▸ LISTED RECORDS
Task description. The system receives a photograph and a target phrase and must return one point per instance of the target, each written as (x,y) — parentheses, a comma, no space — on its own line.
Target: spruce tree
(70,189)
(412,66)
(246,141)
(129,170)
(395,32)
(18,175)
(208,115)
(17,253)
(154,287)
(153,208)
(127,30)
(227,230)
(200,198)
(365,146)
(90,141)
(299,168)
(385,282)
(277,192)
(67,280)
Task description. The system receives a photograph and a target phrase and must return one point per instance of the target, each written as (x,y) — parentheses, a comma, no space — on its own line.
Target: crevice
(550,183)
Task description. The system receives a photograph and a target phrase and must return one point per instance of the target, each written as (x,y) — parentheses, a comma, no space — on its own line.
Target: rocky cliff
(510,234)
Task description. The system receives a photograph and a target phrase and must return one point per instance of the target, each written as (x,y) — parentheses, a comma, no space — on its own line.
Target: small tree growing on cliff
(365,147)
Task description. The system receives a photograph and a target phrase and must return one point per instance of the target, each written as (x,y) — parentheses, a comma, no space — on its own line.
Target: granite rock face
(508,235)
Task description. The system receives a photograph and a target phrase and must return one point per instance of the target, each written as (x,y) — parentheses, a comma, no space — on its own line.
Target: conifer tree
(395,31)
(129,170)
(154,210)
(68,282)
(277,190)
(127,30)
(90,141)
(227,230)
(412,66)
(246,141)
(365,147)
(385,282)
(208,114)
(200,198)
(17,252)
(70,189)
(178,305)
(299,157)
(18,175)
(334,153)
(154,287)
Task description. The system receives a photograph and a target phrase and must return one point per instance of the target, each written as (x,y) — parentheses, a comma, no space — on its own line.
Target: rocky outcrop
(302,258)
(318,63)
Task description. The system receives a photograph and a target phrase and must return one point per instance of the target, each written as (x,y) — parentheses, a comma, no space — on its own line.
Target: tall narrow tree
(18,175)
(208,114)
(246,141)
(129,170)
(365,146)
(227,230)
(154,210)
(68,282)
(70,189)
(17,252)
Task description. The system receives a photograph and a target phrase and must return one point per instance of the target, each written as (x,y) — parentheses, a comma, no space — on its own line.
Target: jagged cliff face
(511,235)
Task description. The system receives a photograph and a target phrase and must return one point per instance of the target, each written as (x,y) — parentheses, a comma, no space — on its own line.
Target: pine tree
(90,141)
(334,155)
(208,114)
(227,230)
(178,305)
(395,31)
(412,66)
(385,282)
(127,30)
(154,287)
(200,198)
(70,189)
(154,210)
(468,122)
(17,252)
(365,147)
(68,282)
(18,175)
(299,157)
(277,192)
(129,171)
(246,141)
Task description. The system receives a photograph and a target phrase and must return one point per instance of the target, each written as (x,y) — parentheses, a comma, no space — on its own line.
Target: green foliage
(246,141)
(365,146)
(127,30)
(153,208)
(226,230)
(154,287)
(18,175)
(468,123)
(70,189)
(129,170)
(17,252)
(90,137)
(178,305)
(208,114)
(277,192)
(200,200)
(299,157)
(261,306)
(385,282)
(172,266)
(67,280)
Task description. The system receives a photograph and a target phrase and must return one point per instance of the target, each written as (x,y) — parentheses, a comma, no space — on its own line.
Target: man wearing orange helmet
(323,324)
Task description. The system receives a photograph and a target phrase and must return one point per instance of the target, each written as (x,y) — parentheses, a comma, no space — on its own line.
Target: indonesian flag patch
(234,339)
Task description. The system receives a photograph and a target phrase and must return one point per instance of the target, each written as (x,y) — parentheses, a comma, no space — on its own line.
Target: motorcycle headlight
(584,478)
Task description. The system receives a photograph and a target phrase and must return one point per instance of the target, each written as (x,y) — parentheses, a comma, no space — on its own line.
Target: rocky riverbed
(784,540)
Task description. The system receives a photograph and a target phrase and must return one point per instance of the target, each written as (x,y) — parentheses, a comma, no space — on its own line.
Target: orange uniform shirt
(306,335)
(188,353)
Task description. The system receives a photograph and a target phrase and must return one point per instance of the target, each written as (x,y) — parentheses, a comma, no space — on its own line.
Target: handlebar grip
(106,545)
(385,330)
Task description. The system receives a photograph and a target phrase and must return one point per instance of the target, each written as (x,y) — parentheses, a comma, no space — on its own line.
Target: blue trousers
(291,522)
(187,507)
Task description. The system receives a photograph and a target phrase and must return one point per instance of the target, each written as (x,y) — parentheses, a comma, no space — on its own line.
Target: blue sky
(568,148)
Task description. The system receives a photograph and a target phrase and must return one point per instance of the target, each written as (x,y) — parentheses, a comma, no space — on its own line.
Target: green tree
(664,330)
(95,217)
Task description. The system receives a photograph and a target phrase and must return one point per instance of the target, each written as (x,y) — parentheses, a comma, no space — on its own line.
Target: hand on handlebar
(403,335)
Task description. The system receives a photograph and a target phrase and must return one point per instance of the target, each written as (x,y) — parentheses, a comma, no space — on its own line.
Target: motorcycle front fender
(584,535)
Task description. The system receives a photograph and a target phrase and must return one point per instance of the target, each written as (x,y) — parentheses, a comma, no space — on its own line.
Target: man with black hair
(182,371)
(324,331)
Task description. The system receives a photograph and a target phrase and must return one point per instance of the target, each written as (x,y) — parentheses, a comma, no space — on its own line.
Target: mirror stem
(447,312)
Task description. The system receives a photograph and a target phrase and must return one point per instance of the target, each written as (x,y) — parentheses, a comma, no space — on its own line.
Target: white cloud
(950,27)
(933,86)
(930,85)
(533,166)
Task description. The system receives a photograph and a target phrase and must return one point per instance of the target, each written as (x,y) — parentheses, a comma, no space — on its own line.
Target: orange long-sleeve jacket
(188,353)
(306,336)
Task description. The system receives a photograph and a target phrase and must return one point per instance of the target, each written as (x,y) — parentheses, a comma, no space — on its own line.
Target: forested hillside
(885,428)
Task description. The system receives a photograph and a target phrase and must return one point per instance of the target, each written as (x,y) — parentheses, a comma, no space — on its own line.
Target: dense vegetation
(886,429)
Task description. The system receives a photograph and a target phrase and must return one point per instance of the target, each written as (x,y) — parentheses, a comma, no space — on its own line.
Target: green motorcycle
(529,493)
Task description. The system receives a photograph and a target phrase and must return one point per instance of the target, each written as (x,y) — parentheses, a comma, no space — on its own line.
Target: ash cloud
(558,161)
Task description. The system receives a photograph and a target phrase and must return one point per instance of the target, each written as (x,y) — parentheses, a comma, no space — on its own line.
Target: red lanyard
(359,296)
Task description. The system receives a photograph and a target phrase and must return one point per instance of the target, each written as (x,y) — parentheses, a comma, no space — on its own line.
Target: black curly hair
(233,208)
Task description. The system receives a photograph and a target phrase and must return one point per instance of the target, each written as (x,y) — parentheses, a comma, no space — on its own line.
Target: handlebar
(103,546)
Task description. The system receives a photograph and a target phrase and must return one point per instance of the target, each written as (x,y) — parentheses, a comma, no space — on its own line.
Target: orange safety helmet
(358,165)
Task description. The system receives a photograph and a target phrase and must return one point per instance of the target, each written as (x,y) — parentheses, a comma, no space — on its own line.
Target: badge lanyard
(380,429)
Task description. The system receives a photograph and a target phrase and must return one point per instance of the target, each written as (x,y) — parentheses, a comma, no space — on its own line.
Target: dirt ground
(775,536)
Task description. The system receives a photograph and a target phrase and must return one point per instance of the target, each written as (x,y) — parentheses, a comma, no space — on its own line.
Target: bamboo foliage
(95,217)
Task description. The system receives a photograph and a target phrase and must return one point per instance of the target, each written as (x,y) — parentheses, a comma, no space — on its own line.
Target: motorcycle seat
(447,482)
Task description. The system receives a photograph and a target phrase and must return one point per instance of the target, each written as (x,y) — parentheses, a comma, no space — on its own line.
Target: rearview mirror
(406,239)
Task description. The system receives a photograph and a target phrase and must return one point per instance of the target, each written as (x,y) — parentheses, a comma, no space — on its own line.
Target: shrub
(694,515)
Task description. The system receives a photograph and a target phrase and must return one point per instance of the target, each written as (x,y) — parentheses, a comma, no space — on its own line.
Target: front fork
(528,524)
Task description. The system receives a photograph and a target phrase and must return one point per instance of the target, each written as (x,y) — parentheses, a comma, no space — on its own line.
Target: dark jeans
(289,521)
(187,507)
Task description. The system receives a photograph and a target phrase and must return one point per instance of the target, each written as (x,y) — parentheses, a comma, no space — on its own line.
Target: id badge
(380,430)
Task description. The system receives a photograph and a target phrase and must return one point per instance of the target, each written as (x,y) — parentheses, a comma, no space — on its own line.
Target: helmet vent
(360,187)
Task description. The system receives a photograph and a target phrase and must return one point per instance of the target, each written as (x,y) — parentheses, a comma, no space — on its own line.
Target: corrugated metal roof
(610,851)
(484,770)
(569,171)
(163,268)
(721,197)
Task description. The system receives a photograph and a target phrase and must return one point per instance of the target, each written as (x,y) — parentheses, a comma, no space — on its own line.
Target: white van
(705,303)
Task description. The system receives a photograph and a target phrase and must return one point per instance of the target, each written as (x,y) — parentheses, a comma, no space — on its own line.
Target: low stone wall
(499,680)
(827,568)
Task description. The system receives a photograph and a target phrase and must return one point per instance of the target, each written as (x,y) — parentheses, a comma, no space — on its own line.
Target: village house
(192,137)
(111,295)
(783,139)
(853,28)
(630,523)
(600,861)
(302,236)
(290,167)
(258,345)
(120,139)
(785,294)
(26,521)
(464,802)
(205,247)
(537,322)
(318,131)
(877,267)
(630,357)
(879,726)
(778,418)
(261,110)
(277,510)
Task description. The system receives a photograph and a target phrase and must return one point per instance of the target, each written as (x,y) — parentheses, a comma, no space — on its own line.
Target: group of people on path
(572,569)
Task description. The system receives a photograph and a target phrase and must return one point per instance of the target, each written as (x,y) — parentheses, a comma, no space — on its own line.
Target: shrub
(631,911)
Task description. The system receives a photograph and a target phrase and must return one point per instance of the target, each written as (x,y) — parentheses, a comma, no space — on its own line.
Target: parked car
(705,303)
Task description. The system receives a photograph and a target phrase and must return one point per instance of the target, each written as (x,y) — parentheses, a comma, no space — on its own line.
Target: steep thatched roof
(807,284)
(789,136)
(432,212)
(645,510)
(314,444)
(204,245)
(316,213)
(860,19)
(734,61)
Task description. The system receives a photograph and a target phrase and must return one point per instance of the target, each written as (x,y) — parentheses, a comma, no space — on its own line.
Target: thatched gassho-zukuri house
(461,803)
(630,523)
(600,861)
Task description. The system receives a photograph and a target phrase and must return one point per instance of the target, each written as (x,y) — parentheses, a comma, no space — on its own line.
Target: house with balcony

▸ WORK TASK
Only one span of lines is wanted: the line with "Target: village house" and every line after it to the end of the entries, output exactly.

▸ RESULT FOR THIS EXERCISE
Target: village house
(192,137)
(111,295)
(783,139)
(853,28)
(630,523)
(600,861)
(302,236)
(290,167)
(258,345)
(120,139)
(785,294)
(26,521)
(464,802)
(205,247)
(537,322)
(318,131)
(877,267)
(630,357)
(879,726)
(778,418)
(261,110)
(277,510)
Task description. The system receives a photograph and a target phrase and must return one point per instance of the target, each written as (x,y) — parentheses, a comma, no space — on its own line.
Target: group of people on path
(572,569)
Task description. The system receives a photograph and a target phrase and must return one point per instance of the target, each written as (x,y) — parentheses, a comma, no space — on its own line.
Target: shrub
(631,911)
Task description. The system receives a photograph and a target phrase and must return one point per instance of the target, each written as (x,y) — parentheses, a comma, no space — on its own line.
Target: parked car
(705,303)
Task description. The system receives a photograph and a target phrase and must return one point per instance of the target, each written as (x,y) — parentheses, a comma, no space — on its own line.
Target: steep thatched roof
(807,284)
(789,136)
(432,212)
(645,510)
(314,444)
(204,245)
(316,213)
(860,19)
(734,61)
Task description. The system receives a photograph and a target phrase and must return one point per instance of the target, each written as (x,y) — parentheses, a comma, no space — on its own line.
Target: thatched gassho-zukuri house
(461,803)
(630,523)
(600,861)
Task description. The system receives a photograph and a target phrase and must return one point per instance of the target, each written as (x,y) — parentheses, a comma, no space — on its own line.
Target: house with balcony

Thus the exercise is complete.